_Extract_.
——————

The old Cube4You website is now on www.9cube.net It's identical to the one before the renovation, you know, the purple one.


----------



## Zeroknight (Oct 14, 2009)

do they have any more porcelain cubes, because I couldn't find it.


----------



## daniel0731ex (Oct 15, 2009)

Zeroknight said:


> do they have any more porcelain cubes, because I couldn't find it.



porcelain FTW!! awsome!!

i wish there is a porcelain type c


----------



## HowSuneIsNow (Oct 15, 2009)

please forgive my ignorance, but what's so great about porcelain cubes?


----------



## daniel0731ex (Oct 15, 2009)

HowSuneIsNow said:


> please forgive my ignorance, but what's so great about porcelain cubes?



i just like the color..


----------



## stevethecuber (Oct 17, 2009)

sorry for the bump-
Well i ordered from cube4you last wednesday and paid for it. (received my e-mail from paypal)
But it says in the site that it has not yet been paid. I tried e-mailing zhu zhu or rubik but still no answer. Did anyone else experience this?

——————

_Records supplied_.
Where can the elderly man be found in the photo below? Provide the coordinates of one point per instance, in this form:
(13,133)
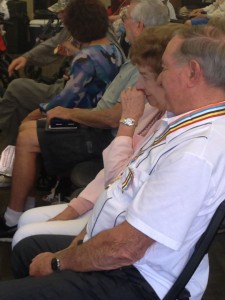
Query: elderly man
(145,225)
(32,140)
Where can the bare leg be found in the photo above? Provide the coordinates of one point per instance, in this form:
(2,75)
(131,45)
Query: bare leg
(24,171)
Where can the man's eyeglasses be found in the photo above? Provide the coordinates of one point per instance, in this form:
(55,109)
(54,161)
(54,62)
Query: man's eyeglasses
(123,13)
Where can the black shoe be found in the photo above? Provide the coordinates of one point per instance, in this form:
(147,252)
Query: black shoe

——————

_Problem requirements_.
Copy the passage of the Cube4You forum thread above that begins with the words containing "sorry for the" and ends with "else experience this?".

_Task response_.
sorry for the bump-
Well i ordered from cube4you last wednesday and paid for it. (received my e-mail from paypal)
But it says in the site that it has not yet been paid. I tried e-mailing zhu zhu or rubik but still no answer. Did anyone else experience this?